• Problem requirements: Once the line with "Objective — one point per instance of the woman shoveling" is found in the entries below, print it and each following line exactly, stopping after the line with "Objective — one point per instance of the mud in"; print nothing else.

• Data provided:

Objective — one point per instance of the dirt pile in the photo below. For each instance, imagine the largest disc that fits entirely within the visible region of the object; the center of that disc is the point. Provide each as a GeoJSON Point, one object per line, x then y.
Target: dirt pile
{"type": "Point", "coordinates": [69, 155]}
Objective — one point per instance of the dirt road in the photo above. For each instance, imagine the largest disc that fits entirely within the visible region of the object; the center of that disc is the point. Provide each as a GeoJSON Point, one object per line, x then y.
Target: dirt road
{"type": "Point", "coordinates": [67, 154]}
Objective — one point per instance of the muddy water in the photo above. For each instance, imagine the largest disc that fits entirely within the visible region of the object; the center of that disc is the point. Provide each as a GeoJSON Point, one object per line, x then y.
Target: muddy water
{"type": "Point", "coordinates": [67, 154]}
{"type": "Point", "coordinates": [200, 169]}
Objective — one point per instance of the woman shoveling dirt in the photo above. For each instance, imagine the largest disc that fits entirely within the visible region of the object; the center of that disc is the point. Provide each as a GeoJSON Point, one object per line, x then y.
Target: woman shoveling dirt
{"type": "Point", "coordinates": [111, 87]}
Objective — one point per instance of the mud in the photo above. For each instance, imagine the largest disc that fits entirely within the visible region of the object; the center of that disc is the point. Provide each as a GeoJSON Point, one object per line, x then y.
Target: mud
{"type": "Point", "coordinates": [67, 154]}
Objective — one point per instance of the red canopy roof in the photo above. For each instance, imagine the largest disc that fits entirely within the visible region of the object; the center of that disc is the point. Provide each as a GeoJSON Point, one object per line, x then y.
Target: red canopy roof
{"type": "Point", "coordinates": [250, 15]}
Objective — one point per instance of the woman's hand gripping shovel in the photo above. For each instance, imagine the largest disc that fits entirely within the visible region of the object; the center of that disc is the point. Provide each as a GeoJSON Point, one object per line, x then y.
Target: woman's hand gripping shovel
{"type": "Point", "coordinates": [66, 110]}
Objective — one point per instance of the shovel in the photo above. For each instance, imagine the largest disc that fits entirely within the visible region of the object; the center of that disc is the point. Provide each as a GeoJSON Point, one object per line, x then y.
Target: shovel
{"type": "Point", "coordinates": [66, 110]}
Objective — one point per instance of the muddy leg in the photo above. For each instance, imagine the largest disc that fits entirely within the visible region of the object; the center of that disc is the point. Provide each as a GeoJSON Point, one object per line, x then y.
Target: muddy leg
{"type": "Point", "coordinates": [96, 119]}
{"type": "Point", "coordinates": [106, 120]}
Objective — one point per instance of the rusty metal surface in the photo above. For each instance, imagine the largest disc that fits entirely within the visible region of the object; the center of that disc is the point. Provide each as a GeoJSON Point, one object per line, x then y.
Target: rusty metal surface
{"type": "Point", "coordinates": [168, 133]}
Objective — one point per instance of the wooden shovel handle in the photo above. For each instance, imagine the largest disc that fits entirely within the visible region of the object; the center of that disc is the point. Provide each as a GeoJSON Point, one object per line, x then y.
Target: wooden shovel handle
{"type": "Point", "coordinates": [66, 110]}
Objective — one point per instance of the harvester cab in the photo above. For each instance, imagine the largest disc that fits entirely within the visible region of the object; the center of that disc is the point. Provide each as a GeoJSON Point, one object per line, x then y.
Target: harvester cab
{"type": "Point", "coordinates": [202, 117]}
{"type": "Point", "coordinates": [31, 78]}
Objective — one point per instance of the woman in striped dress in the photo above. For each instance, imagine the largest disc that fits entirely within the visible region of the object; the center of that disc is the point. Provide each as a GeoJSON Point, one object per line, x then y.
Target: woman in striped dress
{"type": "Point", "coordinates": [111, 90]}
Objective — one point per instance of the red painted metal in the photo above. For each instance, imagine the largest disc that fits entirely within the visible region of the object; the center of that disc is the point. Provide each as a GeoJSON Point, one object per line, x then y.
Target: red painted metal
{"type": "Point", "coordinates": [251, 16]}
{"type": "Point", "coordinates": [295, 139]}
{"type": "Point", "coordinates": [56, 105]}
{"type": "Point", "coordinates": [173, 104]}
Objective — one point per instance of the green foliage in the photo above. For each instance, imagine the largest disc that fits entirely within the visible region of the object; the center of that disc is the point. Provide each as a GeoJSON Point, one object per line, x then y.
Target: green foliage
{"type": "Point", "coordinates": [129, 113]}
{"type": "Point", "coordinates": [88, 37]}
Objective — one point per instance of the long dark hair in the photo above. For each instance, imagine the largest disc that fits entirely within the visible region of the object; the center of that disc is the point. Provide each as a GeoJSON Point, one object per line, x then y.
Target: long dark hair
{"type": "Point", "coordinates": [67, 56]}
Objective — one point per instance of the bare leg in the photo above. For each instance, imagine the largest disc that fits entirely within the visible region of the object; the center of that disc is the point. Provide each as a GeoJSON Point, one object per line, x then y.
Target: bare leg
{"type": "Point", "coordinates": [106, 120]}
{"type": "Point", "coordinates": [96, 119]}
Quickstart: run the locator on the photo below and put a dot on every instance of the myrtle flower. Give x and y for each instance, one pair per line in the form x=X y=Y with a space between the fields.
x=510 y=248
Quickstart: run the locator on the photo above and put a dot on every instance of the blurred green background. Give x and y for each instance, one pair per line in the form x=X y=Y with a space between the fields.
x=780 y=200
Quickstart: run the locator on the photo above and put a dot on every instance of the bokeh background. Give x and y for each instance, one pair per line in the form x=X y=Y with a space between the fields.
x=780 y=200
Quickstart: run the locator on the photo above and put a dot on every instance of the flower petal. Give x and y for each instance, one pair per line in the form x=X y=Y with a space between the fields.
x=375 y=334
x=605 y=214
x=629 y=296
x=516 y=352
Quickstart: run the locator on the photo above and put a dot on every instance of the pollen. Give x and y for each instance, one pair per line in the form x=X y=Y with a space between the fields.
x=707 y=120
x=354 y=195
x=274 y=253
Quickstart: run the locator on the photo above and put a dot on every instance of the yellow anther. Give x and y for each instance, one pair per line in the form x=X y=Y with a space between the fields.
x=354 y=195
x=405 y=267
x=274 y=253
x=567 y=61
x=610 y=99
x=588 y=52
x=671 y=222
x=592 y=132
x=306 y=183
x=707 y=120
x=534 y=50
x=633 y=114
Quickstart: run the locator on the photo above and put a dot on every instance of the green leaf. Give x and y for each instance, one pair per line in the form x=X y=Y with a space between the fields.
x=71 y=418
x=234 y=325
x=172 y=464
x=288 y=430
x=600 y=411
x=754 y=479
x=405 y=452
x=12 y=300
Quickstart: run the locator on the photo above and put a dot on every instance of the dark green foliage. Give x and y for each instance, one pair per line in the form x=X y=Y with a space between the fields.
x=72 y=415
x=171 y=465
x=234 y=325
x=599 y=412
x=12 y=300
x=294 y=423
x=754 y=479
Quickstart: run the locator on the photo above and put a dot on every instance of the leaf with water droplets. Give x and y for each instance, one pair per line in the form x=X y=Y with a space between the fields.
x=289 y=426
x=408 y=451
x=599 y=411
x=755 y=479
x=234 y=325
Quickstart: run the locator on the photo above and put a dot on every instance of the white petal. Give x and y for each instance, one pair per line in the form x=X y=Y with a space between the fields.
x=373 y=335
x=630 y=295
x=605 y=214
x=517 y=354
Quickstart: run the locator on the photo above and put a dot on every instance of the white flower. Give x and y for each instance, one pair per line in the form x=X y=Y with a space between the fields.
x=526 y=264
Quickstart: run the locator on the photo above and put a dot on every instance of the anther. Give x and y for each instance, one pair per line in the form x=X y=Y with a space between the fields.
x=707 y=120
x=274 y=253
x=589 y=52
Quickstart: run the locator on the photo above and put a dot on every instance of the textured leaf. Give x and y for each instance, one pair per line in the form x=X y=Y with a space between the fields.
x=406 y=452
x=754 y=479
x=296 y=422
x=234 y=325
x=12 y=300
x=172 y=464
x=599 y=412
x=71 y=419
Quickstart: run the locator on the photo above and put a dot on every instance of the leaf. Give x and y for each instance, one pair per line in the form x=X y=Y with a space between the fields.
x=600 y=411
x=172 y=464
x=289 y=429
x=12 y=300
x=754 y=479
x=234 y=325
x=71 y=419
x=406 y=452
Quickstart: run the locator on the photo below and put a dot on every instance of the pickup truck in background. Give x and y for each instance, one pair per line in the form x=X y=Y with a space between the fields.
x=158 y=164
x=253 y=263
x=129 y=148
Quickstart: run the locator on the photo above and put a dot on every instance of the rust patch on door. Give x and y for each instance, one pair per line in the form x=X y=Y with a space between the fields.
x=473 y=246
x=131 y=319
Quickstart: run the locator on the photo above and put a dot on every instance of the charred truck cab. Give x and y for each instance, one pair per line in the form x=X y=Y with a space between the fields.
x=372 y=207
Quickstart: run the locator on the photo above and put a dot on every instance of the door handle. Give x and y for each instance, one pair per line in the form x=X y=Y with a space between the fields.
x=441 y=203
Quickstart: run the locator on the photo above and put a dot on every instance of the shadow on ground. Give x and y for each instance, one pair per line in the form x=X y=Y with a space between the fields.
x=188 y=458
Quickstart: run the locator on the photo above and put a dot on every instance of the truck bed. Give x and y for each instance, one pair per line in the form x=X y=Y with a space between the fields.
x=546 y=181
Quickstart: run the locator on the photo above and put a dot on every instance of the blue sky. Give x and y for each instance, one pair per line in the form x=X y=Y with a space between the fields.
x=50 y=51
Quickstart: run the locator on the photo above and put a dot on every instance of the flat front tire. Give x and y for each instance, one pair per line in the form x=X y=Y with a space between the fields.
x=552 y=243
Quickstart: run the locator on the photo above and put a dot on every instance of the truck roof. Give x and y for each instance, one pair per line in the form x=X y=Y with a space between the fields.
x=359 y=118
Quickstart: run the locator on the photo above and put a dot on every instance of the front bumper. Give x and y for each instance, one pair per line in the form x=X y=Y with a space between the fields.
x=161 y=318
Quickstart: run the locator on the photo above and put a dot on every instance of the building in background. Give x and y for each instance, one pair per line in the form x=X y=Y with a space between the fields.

• Response to this exercise:
Objective — one point per instance of the woman shoveling dirt in the photo above. For each instance, imagine the largest disc that fits entirely within the visible region of the object; the center of that disc is the point. Provide each as a GeoJSON Point, one object per line, x then y.
Target: woman shoveling dirt
{"type": "Point", "coordinates": [111, 87]}
Objective — one point per instance of the mud in the photo above. For each instance, imagine the largest disc that fits entirely within the visible region of the object; the center of that disc is the point. Provide each as a GeoJSON Point, one object per line, x then y.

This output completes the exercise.